PROVIDED TEXT ->
Thanks Jeremy,
   I'll try to expand a bit, and give some insight into a solution I
crafted this morning after reading your message (it flipped a switch
in my brain)

> How's the data updated?  Need to know how to get the update info to
> the cache.  :)

The data is updated by a crontab job that  runs a python script.  This
script pulls down RSS feeds, scrapes web sites, etc., mines out data
into my format, adds rows to the database using the Django ORM, etc.
every 15 minutes.

> As a hack, you could have a stub view that just decides if it's the
> current month or not, then dispatch either of 2 real views, each with
> its own cache_page.

This is how I implemented it this morning. I think there might a few
edge cases that aren't being handled but what I did is I send everyone
to:

month_detail(...)

which then decides whether or not they are requesting this month or a
previous month, and they're forwarded to the following views,
respectively:

this_month_detail(...) and previous_month_detail(...) which both do a
call to real_month_detail(...) which has all the shared code.

When I set up caching I then just cache this_month_detail for 15
minutes and previous_month_detail for 10 years or so.

> For an actual solution, more detail's needed.
>
> How many other parameters from the request come into play?

Pretty much every parameter that's taken into account comes through my
function arguments, (year, month, entity).  That is, the output of the
view depends wholly on the unique combinations of those 3 items.

INFORMATION SUPPLIED ->
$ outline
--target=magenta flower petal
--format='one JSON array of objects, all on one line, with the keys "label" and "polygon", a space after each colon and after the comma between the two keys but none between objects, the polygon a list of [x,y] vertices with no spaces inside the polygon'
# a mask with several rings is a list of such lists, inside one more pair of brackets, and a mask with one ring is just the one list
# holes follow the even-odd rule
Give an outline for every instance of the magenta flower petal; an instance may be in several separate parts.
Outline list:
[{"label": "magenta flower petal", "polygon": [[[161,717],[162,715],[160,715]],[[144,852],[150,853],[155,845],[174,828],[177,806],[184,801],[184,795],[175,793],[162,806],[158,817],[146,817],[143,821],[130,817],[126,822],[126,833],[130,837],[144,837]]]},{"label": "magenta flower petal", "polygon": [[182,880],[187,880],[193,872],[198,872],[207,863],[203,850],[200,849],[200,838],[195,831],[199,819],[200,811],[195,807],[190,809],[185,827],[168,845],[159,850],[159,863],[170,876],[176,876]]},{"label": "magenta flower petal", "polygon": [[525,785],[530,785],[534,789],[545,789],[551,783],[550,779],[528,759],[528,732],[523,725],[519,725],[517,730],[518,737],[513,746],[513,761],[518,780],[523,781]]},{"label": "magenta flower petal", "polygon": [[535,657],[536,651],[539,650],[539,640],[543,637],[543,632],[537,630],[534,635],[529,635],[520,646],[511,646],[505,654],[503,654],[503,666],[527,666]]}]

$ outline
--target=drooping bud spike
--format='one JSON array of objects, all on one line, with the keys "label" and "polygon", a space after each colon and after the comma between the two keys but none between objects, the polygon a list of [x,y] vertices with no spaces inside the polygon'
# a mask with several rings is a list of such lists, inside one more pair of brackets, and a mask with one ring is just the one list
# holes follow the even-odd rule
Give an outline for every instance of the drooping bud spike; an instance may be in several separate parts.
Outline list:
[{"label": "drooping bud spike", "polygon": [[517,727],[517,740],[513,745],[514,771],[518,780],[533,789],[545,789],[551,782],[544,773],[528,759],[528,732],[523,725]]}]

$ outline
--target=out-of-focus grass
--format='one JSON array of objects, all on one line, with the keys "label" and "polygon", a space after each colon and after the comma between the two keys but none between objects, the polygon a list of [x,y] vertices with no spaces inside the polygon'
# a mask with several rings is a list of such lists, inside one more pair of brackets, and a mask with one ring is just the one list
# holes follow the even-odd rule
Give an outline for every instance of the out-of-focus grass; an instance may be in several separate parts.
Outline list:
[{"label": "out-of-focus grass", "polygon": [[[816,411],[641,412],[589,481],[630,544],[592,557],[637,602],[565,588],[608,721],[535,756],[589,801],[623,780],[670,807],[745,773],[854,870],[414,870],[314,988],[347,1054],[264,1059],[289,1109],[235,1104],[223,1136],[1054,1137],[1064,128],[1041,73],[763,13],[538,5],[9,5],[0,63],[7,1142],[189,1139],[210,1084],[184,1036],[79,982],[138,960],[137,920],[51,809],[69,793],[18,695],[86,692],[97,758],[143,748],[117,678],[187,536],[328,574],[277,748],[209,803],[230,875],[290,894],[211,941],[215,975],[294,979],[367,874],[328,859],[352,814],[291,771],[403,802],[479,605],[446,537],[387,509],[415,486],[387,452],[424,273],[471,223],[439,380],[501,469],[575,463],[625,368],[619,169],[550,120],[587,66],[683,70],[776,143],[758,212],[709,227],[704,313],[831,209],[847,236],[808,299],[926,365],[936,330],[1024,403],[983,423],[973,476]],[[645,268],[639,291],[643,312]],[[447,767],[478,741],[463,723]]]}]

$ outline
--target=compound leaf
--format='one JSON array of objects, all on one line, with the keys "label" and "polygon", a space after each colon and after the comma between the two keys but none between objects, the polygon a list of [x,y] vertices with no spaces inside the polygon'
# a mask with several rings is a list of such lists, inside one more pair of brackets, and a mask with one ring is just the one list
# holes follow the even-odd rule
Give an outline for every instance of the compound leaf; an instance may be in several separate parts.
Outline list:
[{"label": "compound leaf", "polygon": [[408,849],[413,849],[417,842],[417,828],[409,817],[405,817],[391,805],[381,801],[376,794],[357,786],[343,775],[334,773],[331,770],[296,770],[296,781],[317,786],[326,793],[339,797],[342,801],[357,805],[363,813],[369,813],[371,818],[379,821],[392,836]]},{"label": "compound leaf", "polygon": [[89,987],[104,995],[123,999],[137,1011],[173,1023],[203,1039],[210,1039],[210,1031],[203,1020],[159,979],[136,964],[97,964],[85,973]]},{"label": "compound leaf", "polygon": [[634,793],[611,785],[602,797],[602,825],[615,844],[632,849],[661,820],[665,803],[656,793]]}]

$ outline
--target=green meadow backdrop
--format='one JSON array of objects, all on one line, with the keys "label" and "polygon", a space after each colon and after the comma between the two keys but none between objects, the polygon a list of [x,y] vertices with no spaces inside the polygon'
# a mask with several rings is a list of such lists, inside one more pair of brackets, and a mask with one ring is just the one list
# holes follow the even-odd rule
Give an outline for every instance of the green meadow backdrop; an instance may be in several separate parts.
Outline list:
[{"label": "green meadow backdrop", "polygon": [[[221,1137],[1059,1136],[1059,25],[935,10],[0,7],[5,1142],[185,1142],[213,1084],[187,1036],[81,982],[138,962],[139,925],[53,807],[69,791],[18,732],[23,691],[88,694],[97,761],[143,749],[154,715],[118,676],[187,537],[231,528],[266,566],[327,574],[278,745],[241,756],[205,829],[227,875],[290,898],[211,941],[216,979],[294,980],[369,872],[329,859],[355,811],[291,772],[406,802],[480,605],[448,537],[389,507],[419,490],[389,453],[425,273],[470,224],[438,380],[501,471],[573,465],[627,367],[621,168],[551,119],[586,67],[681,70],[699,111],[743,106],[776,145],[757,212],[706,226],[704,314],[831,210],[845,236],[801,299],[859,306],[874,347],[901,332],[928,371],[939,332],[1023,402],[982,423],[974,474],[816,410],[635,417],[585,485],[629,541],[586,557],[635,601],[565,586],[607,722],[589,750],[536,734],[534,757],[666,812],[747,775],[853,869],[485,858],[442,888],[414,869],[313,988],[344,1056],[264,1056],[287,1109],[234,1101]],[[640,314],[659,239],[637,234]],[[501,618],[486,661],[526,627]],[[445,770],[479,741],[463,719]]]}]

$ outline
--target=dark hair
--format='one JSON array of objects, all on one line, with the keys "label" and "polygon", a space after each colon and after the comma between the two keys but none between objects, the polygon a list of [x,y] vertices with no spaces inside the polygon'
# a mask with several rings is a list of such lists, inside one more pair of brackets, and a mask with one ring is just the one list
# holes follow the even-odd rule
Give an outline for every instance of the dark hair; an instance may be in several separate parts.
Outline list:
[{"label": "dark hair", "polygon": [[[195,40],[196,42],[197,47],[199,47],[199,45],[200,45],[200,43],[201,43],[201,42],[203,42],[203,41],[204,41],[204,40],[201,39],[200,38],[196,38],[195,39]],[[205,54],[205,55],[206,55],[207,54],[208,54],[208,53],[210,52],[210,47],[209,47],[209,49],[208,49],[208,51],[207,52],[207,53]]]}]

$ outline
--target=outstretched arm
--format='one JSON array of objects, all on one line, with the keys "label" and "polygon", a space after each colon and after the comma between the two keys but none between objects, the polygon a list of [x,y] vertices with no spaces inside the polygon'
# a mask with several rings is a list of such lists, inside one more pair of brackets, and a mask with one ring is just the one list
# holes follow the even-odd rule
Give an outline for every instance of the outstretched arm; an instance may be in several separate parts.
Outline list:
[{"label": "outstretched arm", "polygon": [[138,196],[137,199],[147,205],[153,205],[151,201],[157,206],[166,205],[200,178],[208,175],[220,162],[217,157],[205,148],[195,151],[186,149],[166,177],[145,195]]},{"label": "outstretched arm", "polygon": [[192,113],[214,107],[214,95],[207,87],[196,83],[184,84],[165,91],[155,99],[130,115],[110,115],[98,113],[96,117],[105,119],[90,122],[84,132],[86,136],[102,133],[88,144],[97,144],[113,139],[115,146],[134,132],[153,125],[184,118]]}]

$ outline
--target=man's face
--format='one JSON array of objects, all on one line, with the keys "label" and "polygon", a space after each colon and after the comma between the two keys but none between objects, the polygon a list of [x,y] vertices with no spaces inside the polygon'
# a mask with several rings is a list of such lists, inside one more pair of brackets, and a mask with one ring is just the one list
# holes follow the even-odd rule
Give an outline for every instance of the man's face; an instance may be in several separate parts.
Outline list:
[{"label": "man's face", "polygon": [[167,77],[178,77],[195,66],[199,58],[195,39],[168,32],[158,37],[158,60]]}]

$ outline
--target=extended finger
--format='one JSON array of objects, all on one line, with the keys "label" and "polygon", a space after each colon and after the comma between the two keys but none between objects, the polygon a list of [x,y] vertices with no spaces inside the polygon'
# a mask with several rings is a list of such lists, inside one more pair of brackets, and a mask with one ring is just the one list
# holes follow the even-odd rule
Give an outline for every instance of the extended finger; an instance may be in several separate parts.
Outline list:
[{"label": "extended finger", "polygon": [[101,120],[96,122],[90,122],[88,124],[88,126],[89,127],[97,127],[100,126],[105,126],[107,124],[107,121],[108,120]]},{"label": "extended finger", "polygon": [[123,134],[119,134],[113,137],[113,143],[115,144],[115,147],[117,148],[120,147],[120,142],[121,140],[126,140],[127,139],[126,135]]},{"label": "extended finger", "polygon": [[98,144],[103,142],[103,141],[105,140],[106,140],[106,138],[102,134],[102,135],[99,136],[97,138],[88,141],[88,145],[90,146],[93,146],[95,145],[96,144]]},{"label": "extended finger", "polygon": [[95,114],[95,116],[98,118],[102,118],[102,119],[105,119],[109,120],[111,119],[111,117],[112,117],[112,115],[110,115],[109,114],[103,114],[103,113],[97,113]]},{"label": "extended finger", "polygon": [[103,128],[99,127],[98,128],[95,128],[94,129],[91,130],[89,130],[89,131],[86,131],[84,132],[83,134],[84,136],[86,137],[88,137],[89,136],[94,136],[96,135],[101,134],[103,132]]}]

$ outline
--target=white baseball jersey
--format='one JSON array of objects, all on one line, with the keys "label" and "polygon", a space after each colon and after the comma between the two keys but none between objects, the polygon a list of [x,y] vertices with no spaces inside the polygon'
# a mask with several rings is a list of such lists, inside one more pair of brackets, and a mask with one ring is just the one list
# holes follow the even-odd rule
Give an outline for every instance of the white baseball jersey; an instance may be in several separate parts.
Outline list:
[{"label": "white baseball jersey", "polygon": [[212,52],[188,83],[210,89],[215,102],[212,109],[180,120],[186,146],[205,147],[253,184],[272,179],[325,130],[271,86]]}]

EXERCISE INSTRUCTIONS ->
1. Answer these questions from the caching email:
(a) How often does the Python script add rows to the database?
(b) For about how long is previous_month_detail cached?
(c) Which three function arguments determine the output of the view?
2. Reproduce the part of the caching email that opens with the words containing "which then decides" and closes with "years or so.".
3. Take the caching email further, beginning right after its final sentence.

TASK-BY-TASK RESULTS ->
1.
(a) Every 15 minutes.
(b) For 10 years or so.
(c) Year, month, and entity.

2.
which then decides whether or not they are requesting this month or a
previous month, and they're forwarded to the following views,
respectively:

this_month_detail(...) and previous_month_detail(...) which both do a
call to real_month_detail(...) which has all the shared code.

When I set up caching I then just cache this_month_detail for 15
minutes and previous_month_detail for 10 years or so.

3.
> If a small number of permutations, you could bake all the data (that
> is, pull requests into a flat file to be served cheaply later, in
> which "invalidating cache" is deleting a file).

I'd say that there are (3 years)*(12 months)*(65 entities)
permutations (~2300) and that obviously grows every month and as we
add more entities, which happens at the rate of approximately 1-2 a
month.

Do you mean by "baking the requests", caching the output to a file on
disk/db or by pickling the request object (pretty sure you don't mean
this).  If the first is what you mean, how does this differ from using
file-based caching in Django?

> If you decide to use the low-level cache due to too many permutations,
> this is the general approach:
>
> expensive_thing = cache.get(some_key)
> if not expensive_thing:
>     expensive_thing = expensive_process
>    cache.set(some_key, expensive_thing, cache_timeout)
>
> You can, of course, do that as much as you want.

> I have some views that do two or 3 phases, in which I cache a whole
> resultset, then munge or whittle it depending on parameters and cache
> that bit with a more fine-grained key.

I may look into this a bit more to target my intensive bits of that
particular view.


In another vein,  how does everyone deal with invalidating the cache
and the resulting penalty the next client to request that view
receives? These old views can take near 30 seconds to regenerate from
a non-cached state. Say for whatever reason, a month from 5 months ago
recieves a new bit of data and I kill the cache for it.  How do you
regenerate that view?

Is there a way to do it programatically from within Django?

i.e. when I add a new bit of data to an old month in my cron script
and invalidate that month's cache, can I trigger what I might call an
automated rebuild of that template?

I would prefer that the penalty take place during my cron'd script's
execution rather than the user have a perceived delay the next time
that particular view is requested.

Also, thanks a bunch, Jeremy!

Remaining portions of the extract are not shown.